**DO THIS:**
Please report each line of the data below that contains the word "hair", copying every such line in full.

**SUPPLIED DATA:**
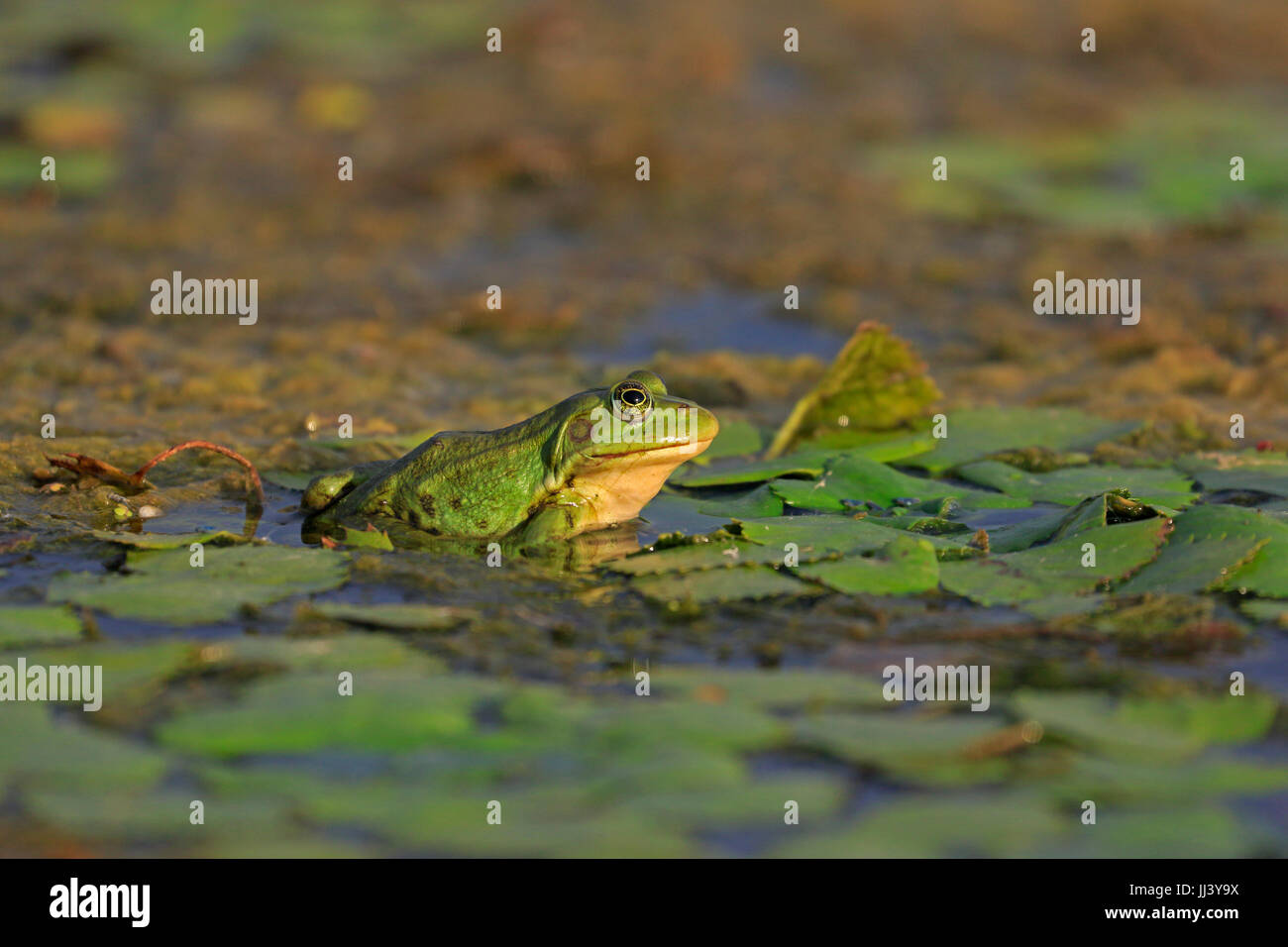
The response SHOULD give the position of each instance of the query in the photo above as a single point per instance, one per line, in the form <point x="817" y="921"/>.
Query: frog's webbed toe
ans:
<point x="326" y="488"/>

==

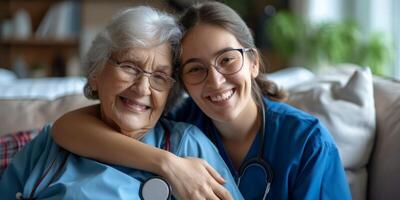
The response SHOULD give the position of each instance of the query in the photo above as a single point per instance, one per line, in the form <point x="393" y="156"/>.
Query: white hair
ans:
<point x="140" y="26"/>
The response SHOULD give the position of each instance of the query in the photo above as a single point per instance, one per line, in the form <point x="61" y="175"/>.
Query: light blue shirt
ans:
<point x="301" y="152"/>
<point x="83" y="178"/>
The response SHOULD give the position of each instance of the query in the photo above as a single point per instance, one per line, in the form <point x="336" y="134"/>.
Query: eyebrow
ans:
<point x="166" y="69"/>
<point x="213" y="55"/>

...

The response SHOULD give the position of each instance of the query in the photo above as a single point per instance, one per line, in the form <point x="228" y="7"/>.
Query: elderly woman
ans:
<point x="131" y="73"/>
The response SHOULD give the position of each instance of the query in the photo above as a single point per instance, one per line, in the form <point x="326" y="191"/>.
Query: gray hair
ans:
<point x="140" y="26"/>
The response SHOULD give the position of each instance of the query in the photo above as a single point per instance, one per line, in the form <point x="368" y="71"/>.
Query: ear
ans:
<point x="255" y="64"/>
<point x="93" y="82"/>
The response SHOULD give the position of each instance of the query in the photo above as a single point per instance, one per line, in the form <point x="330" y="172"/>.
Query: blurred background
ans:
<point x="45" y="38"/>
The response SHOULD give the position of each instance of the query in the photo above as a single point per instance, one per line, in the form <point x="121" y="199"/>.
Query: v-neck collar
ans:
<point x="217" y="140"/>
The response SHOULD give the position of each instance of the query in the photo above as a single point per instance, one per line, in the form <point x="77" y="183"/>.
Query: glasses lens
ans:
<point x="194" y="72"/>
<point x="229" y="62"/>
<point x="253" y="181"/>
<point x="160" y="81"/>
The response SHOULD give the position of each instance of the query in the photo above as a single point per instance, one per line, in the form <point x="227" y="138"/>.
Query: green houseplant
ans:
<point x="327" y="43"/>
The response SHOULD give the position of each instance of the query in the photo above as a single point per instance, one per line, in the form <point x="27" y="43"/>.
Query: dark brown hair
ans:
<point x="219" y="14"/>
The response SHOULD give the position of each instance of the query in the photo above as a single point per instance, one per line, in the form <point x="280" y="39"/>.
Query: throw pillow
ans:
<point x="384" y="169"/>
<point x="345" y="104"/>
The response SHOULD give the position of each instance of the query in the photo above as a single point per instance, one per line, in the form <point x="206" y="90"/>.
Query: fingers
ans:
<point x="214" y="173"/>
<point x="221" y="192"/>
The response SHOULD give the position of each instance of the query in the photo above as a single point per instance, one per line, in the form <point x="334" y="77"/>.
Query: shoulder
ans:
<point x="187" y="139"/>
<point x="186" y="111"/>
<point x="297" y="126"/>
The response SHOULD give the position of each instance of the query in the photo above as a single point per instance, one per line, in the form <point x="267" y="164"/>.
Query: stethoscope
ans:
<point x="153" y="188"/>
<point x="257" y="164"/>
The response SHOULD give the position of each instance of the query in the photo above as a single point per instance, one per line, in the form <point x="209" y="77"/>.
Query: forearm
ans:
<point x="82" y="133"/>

**WORKED ANSWER:**
Query: white hair
Query: gray hair
Query: dark brown hair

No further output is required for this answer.